IslamiQ: Frau Nas, im Ramadan hat IslamiQ das Hashtag #MissMyMosque ins Leben gerufen. Hat Corona dazu beigetragen, dass Muslime oder zumindest ein Teil von ihnen sich der Bedeutung der Moscheen bewusst geworden ist?

Nas: Das Fernbleiben von der Moschee im Ramadan hat viele Menschen sehr hart getroffen. Es war nicht die Normalität im Ramadan, die sie gewohnt waren. Die Corona-Krise führte zu einer Restrukturierung des religiösen Lebens, vor allem bei der älteren Generation. Die bekannte Gemeinschaft fiel weg. Vielen wurde verdeutlicht, dass nichts selbstverständlich ist und sie für vieles dankbar sein müssen. Die aktuelle Situation hat uns gezeigt, dass es Krisen gibt und geben wird. Wir müssen uns darauf einstellen, in solchen Situationen von der Normalität abzuweichen.

Einträge aus einer Datenquelle |
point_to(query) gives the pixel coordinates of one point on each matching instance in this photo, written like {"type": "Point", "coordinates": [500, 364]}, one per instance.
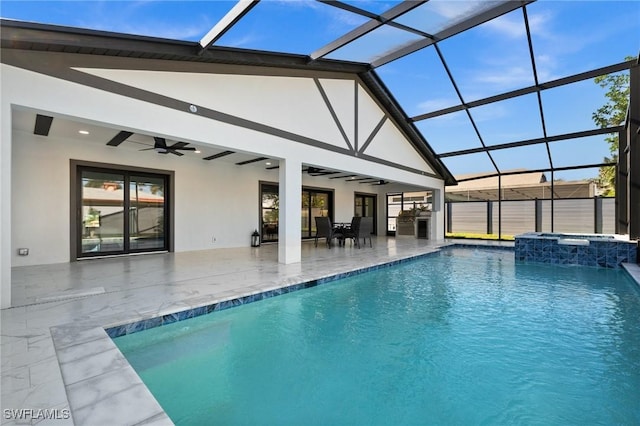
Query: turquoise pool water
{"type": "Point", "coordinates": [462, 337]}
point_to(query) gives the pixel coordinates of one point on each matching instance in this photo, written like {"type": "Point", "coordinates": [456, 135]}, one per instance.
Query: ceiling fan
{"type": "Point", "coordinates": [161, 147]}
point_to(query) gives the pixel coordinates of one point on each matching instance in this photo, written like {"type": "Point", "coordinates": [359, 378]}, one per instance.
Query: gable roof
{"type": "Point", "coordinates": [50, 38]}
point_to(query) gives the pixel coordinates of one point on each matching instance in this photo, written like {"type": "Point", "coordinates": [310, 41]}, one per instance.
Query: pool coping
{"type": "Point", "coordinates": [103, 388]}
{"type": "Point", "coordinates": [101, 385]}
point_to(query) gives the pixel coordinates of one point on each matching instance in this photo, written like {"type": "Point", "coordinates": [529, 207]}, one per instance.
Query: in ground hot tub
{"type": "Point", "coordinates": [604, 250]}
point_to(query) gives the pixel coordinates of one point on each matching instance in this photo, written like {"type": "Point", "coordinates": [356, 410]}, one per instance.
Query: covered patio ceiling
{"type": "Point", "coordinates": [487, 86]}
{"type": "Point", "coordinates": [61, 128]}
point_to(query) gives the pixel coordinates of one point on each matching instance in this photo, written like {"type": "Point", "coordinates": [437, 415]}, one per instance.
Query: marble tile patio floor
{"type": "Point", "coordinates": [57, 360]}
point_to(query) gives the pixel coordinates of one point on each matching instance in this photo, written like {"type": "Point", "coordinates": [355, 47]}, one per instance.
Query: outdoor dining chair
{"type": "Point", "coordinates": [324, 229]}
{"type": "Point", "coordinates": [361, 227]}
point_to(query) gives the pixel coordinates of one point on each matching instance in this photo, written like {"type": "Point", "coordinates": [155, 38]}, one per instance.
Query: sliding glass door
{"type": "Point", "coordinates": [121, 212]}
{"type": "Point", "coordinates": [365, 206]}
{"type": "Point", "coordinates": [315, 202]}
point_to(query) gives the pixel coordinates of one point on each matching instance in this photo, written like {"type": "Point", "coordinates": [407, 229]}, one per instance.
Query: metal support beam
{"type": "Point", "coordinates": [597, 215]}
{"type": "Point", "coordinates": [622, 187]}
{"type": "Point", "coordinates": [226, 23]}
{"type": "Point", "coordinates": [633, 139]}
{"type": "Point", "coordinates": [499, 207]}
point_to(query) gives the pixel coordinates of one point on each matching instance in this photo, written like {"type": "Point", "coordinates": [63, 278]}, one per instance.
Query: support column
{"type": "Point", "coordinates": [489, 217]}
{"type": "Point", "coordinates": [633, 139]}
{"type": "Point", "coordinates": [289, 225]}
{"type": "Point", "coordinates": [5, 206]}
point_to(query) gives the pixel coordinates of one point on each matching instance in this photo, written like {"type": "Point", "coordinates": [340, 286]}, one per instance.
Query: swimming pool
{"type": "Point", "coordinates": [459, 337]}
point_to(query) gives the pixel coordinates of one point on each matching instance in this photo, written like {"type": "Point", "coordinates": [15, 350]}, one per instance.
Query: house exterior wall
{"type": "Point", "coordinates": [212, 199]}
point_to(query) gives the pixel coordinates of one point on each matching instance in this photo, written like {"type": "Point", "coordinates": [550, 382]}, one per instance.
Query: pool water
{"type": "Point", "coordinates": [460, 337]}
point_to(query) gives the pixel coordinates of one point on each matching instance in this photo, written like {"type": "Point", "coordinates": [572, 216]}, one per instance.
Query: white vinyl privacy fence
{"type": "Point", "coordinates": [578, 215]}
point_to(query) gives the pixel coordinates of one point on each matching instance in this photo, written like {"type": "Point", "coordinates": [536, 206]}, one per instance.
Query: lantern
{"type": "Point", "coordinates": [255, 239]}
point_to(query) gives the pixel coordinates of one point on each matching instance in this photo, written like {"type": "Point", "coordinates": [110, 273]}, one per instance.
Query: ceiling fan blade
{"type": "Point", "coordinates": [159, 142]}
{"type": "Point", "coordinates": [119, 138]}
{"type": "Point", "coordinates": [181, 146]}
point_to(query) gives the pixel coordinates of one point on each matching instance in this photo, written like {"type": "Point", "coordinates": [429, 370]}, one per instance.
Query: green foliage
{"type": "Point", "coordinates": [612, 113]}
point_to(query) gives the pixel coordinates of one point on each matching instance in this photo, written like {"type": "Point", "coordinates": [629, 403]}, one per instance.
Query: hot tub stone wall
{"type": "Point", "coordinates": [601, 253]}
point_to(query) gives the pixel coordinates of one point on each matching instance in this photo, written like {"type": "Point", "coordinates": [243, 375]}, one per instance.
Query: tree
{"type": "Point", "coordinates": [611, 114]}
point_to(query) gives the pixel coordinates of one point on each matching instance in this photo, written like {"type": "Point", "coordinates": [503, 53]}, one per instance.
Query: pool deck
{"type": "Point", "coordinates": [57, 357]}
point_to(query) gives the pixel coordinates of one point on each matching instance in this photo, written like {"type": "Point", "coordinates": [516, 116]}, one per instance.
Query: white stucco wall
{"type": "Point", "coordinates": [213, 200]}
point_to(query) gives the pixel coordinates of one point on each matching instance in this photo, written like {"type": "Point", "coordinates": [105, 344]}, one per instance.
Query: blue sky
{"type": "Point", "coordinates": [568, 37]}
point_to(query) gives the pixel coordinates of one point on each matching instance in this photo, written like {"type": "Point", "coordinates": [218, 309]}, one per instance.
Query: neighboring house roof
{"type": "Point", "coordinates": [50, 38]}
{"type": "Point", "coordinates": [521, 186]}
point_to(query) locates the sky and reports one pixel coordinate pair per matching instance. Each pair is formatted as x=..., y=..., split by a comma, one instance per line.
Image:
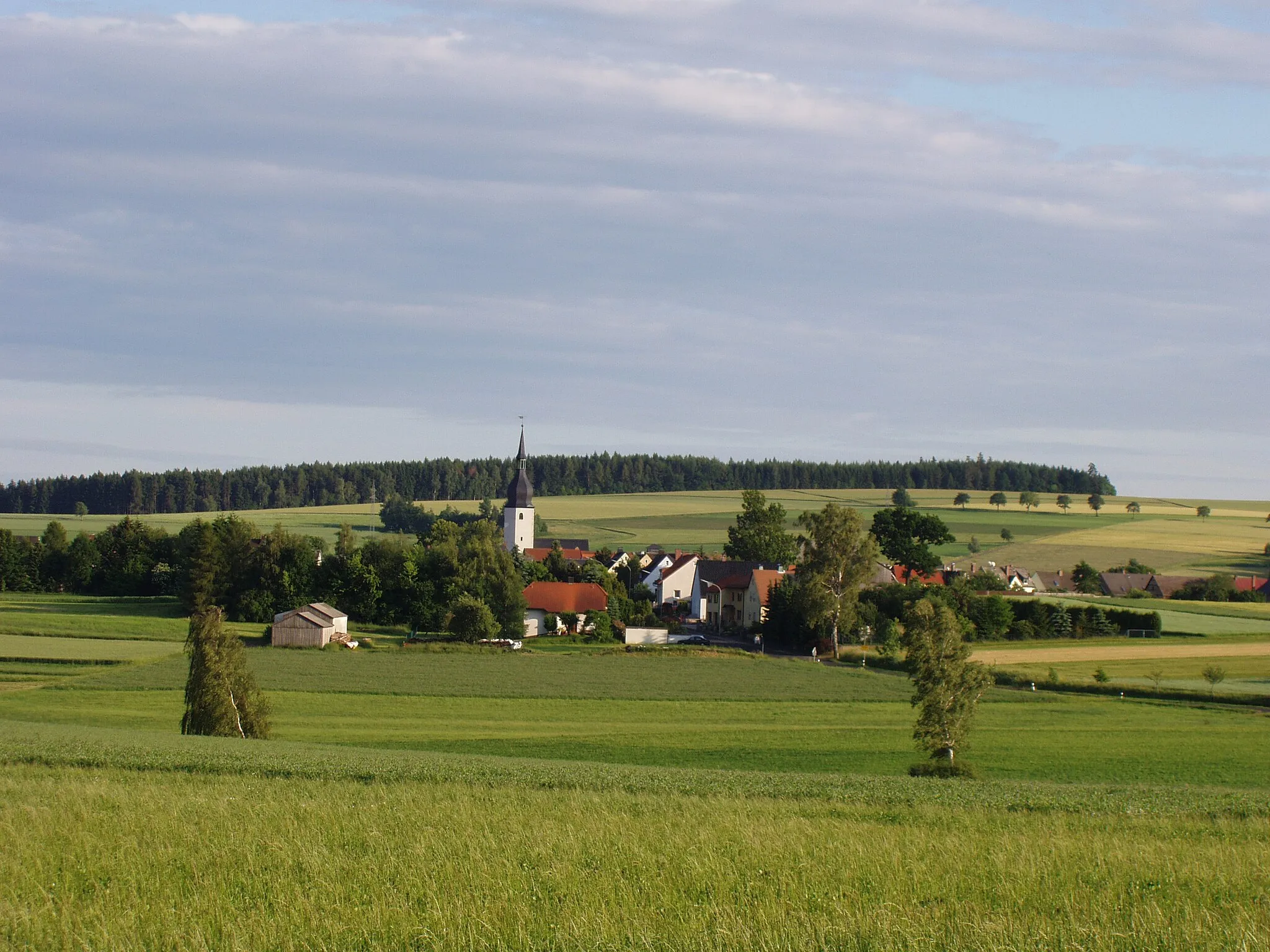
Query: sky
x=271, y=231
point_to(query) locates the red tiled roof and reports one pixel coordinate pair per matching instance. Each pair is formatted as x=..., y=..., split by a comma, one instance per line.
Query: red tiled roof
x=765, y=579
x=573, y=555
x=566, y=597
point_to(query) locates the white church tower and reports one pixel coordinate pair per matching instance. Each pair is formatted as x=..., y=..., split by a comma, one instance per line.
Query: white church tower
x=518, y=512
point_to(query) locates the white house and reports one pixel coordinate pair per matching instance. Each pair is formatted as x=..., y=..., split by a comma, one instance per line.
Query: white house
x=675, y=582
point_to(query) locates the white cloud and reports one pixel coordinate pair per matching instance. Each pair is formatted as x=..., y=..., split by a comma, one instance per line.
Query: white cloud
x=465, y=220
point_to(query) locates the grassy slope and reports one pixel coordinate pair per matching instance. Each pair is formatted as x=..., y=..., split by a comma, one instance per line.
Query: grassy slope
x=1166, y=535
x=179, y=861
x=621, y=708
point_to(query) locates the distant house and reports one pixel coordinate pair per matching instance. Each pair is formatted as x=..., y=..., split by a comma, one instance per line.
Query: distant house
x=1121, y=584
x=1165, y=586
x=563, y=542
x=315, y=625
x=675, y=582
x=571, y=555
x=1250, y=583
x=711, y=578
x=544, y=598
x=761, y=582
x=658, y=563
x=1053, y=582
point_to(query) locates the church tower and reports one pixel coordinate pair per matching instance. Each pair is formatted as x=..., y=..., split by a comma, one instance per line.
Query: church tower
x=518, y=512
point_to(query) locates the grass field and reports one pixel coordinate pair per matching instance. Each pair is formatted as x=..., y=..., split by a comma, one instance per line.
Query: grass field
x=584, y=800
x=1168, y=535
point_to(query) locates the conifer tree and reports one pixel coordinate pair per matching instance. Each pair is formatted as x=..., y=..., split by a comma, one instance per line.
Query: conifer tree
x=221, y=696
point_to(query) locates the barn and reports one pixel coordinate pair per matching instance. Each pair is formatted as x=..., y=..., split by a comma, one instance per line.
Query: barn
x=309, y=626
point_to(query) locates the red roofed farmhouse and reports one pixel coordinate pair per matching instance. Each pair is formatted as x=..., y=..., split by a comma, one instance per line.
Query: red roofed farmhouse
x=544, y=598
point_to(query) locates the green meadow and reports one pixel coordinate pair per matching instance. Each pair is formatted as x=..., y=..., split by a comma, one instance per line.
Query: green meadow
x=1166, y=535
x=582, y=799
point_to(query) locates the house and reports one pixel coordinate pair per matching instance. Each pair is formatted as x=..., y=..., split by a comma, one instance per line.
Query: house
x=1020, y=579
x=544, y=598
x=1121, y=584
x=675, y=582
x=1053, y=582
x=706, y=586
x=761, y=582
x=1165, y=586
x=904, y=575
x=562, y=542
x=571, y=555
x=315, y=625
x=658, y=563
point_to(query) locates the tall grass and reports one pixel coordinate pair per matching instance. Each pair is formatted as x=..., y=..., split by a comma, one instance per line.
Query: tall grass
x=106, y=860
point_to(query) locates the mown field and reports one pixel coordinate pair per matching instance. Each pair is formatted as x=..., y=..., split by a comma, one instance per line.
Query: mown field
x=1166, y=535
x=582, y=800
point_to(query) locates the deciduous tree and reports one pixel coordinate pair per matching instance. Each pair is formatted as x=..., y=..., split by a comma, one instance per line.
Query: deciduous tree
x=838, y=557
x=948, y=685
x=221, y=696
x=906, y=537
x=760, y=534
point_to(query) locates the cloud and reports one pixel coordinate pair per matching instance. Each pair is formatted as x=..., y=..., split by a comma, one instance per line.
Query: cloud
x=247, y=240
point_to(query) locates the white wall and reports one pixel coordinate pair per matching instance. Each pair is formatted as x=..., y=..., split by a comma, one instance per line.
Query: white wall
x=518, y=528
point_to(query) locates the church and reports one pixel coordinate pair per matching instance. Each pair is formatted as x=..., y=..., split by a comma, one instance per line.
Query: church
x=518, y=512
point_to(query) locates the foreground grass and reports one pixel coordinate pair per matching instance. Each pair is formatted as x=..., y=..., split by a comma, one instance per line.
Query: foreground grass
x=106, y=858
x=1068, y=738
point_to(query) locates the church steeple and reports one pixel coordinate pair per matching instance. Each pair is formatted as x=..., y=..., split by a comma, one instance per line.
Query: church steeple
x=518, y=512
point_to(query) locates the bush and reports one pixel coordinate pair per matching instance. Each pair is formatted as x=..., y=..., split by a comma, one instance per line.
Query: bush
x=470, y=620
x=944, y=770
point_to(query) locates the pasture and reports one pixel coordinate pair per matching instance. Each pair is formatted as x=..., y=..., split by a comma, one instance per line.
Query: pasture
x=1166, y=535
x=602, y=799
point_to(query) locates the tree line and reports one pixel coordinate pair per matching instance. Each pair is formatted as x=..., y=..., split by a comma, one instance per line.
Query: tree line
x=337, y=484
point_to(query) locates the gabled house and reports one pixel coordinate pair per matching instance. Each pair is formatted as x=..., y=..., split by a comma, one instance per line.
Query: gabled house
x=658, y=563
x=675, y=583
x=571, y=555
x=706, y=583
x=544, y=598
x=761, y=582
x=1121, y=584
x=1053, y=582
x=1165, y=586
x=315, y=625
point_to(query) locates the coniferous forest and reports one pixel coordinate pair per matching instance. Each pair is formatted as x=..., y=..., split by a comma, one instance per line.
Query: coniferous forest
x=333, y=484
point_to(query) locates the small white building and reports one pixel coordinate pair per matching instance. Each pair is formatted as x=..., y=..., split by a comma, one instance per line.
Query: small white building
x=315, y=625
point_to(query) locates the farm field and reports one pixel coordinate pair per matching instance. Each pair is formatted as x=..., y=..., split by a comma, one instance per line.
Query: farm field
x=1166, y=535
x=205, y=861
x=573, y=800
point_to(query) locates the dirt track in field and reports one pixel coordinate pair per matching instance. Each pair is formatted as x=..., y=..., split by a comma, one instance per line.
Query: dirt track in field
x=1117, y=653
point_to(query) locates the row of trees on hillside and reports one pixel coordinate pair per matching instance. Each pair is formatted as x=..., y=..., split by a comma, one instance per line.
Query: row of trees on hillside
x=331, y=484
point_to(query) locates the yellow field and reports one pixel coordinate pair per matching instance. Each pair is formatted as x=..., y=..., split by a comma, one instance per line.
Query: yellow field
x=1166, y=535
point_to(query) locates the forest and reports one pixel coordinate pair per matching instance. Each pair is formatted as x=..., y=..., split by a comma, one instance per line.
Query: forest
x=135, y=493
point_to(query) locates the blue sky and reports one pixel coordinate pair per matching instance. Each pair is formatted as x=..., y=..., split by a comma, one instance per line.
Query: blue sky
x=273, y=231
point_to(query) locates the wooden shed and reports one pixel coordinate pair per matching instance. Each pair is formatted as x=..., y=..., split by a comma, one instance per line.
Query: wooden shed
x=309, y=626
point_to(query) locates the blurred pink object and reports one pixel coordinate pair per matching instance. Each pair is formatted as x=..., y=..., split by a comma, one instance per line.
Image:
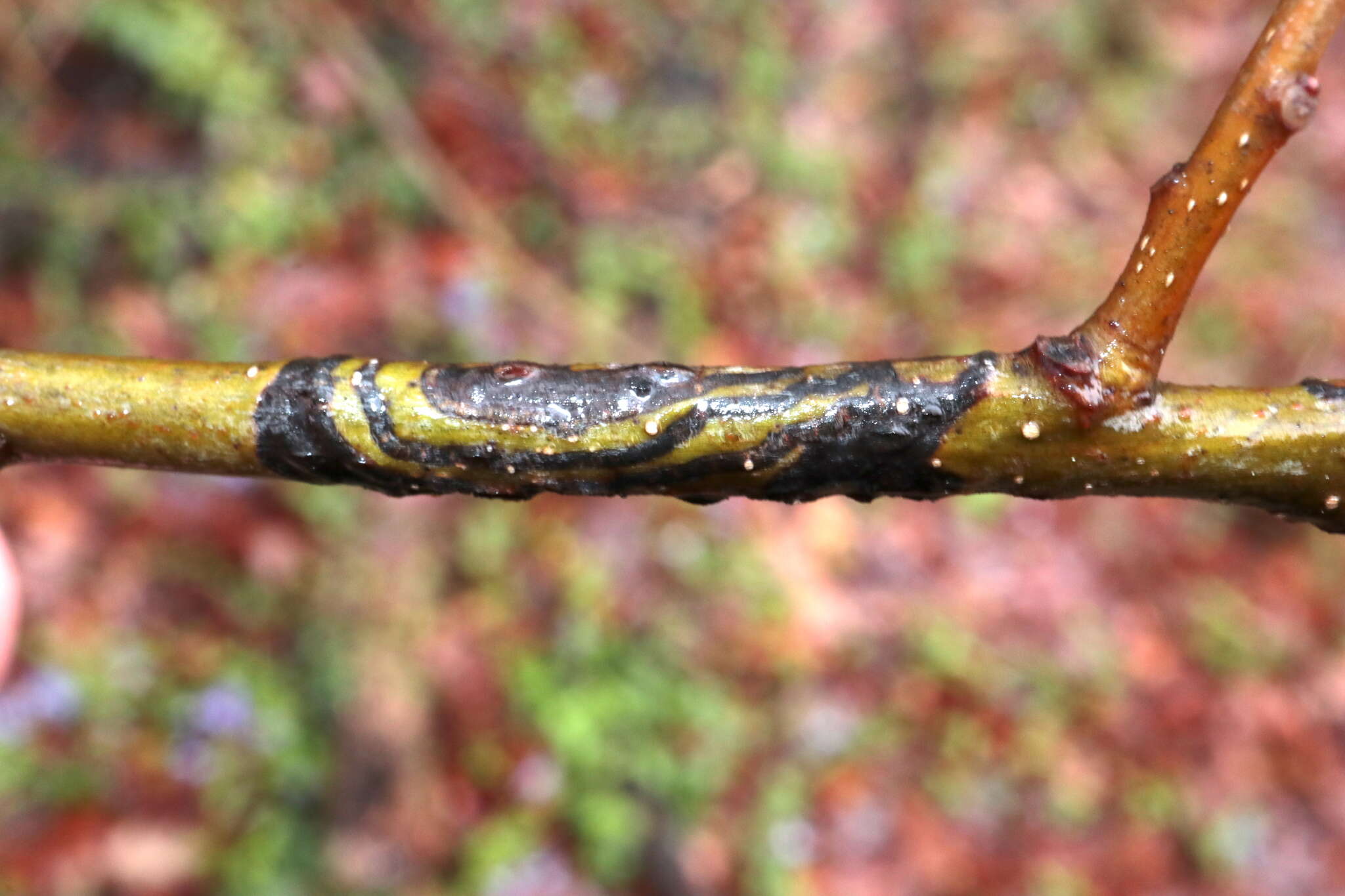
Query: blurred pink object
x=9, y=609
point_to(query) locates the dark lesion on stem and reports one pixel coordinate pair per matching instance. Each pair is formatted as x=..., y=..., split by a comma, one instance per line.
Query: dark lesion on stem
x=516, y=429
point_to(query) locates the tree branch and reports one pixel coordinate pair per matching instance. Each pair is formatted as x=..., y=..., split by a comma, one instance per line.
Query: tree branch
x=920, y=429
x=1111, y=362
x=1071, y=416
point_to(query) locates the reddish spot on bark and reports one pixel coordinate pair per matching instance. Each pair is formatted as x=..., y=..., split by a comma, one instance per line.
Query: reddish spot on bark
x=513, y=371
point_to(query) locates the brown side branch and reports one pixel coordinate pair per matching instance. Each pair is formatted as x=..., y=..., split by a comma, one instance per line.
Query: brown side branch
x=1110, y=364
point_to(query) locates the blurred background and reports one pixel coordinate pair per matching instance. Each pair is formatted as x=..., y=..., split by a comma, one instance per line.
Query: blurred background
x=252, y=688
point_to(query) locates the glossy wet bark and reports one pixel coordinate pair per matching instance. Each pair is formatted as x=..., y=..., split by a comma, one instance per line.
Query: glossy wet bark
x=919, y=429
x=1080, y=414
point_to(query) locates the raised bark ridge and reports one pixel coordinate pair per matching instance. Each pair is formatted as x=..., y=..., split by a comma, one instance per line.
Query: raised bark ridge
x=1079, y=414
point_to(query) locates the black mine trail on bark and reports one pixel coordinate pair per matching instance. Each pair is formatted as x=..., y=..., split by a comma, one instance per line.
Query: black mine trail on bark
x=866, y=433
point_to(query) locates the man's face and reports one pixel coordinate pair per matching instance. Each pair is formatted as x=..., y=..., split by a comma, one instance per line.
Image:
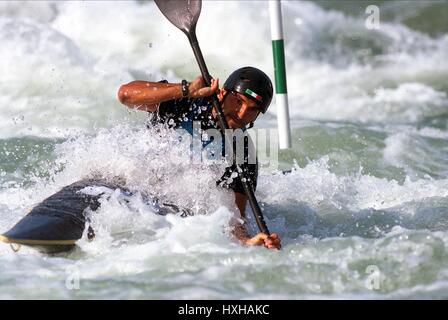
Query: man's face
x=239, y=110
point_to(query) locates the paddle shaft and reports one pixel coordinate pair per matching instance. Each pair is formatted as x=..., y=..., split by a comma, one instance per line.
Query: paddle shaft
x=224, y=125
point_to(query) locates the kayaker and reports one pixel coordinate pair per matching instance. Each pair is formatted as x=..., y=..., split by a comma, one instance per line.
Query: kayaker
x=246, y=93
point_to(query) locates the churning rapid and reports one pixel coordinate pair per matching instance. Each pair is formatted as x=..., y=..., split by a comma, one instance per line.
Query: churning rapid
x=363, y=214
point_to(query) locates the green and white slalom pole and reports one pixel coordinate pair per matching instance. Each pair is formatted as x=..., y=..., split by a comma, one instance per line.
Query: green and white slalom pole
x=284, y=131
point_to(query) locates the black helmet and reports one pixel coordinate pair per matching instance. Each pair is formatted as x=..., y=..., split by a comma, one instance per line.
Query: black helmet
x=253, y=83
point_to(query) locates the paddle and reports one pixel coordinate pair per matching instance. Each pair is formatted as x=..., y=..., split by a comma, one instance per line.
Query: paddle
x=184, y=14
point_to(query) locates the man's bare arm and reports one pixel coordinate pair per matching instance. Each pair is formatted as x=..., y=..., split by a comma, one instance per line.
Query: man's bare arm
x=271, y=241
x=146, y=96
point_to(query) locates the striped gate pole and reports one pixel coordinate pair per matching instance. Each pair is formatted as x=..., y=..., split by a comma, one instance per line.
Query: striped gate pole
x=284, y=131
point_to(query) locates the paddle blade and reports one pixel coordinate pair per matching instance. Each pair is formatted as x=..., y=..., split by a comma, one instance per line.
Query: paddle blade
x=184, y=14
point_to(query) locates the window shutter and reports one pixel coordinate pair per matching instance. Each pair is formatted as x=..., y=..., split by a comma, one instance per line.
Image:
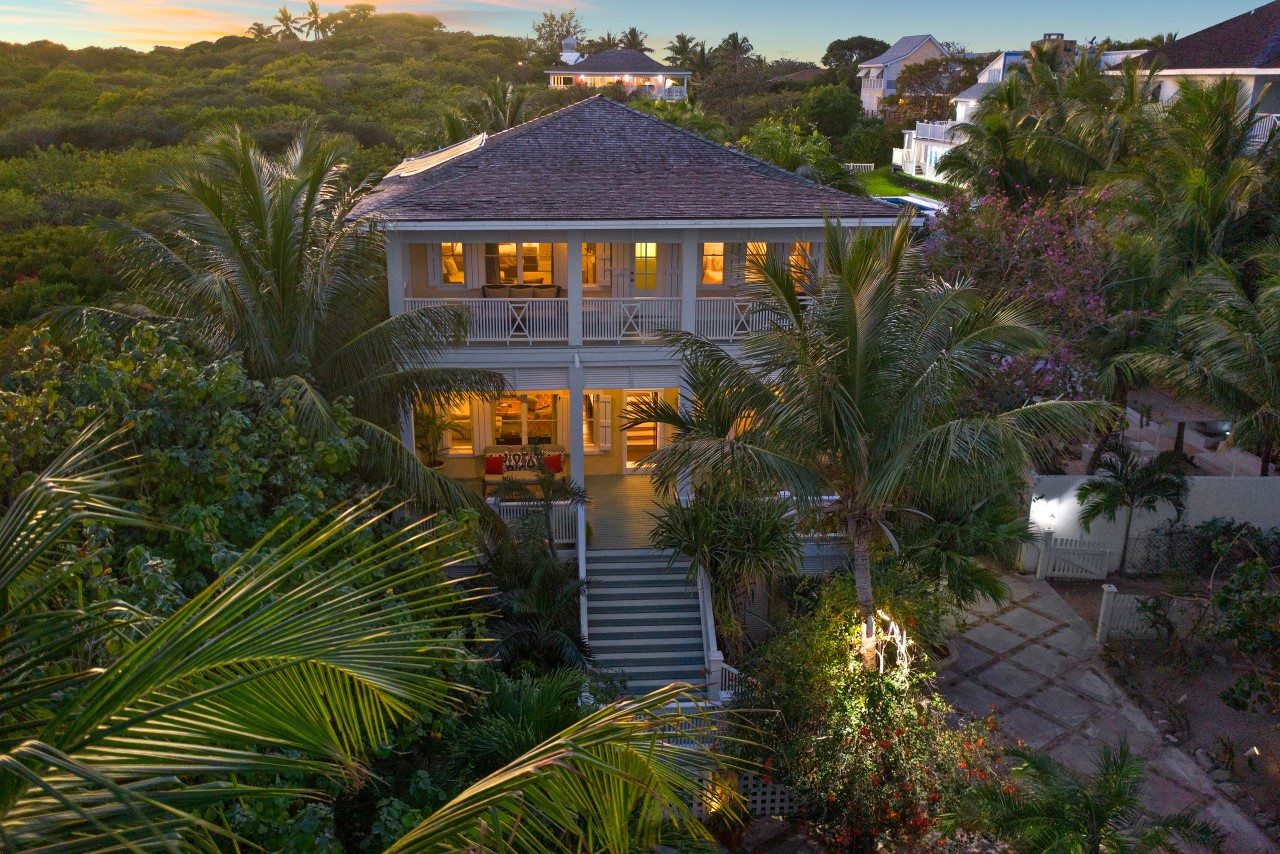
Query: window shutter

ZIEL DER ÜBUNG | Gib den Interviewauszug über Moscheen im Ramadan während der Corona-Krise vollständig und wortgetreu aus.

SCHRIFTLICHE ANTWORT |
IslamiQ: Frau Nas, im Ramadan hat IslamiQ das Hashtag #MissMyMosque ins Leben gerufen. Hat Corona dazu beigetragen, dass Muslime oder zumindest ein Teil von ihnen sich der Bedeutung der Moscheen bewusst geworden ist?

Nas: Das Fernbleiben von der Moschee im Ramadan hat viele Menschen sehr hart getroffen. Es war nicht die Normalität im Ramadan, die sie gewohnt waren. Die Corona-Krise führte zu einer Restrukturierung des religiösen Lebens, vor allem bei der älteren Generation. Die bekannte Gemeinschaft fiel weg. Vielen wurde verdeutlicht, dass nichts selbstverständlich ist und sie für vieles dankbar sein müssen. Die aktuelle Situation hat uns gezeigt, dass es Krisen gibt und geben wird. Wir müssen uns darauf einstellen, in solchen Situationen von der Normalität abzuweichen.